* JOBS:
1 > In the Lustre bug report, what state is mkfs.lustre stuck in when the hang occurs?
2 > Pick up the Lustre bug report after its last line and continue writing it.

[LU-588] IO hangs from MMP - Whamcloud Community JIRA

Details

Type: Bug
Resolution: Fixed
Priority: Minor
Fix Version/s: Lustre 2.1.5, Lustre 1.8.9
Affects Version/s: Lustre 2.1.0, Lustre 1.8.6
Labels:
None
Environment:
RHEL 5.6 (2.6.18-238.19.1.el5) with one SCSI device handler patch from RHEL 5.7 kernels

Severity:
3
Rank (Obsolete):
7261

Description

I've had my mkfs.lustre commands hang from time to time while formatting all of our OSTs on an OSS simultaneously (29-30 OSTs). The problem shows up with all of the mke2fs completed but the mkfs.lustre being stuck in a TASK_UNINTERRUPTIBLE state. The system starts reporting hung tasks for mkfs.lustre, kmmpd kernel threads, and a few other system resources that are stuck waiting on mutexs from the MMP issue.

I see the following message in the dmesg/syslog.
Aug 4 10:56:12 s01ns030 kernel: LDISKFS-fs warning (device dm-78): kmmpd: kmmpd being stopped since MMP feature has been disabled.
Aug 4 10:56:16 s01ns030 kernel: LDISKFS-fs warning (device dm-70): kmmpd: kmmpd being stopped since MMP feature has been disabled.
Aug 4 10:56:17 s01ns030 kernel: LDISKFS-fs warning (device dm-66): kmmpd: kmmpd being stopped since MMP feature has been disabled.

* SUPPLIED DATA:
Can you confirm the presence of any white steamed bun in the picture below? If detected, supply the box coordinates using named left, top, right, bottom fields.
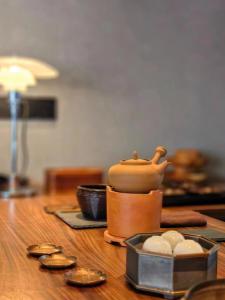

* EXERCISE RESULTS:
1 > TASK_UNINTERRUPTIBLE

2 >
After adding some printks to kmmpd and forcing a panic, it looks like the issue is that the buffer_head being used by the kmmpd kthread is zeroed. The problem seems to be in ldiskfs_put_super that the buffer_head for the super block is being released prior to the kmmpd kthread being stopped.

Moving the release of the super block buffer head to after the MMP thread has stopped appears to have fixed the issue for me.

— ext4-mmp-rhel5.patch.orig 2011-08-11 12:01:59.000000000 +0000
+++ ext4-mmp-rhel5.patch 2011-08-11 12:06:42.000000000 +0000
@@ -522,12 +522,21 @@

#include "ext4.h"
#include "ext4_jbd2.h"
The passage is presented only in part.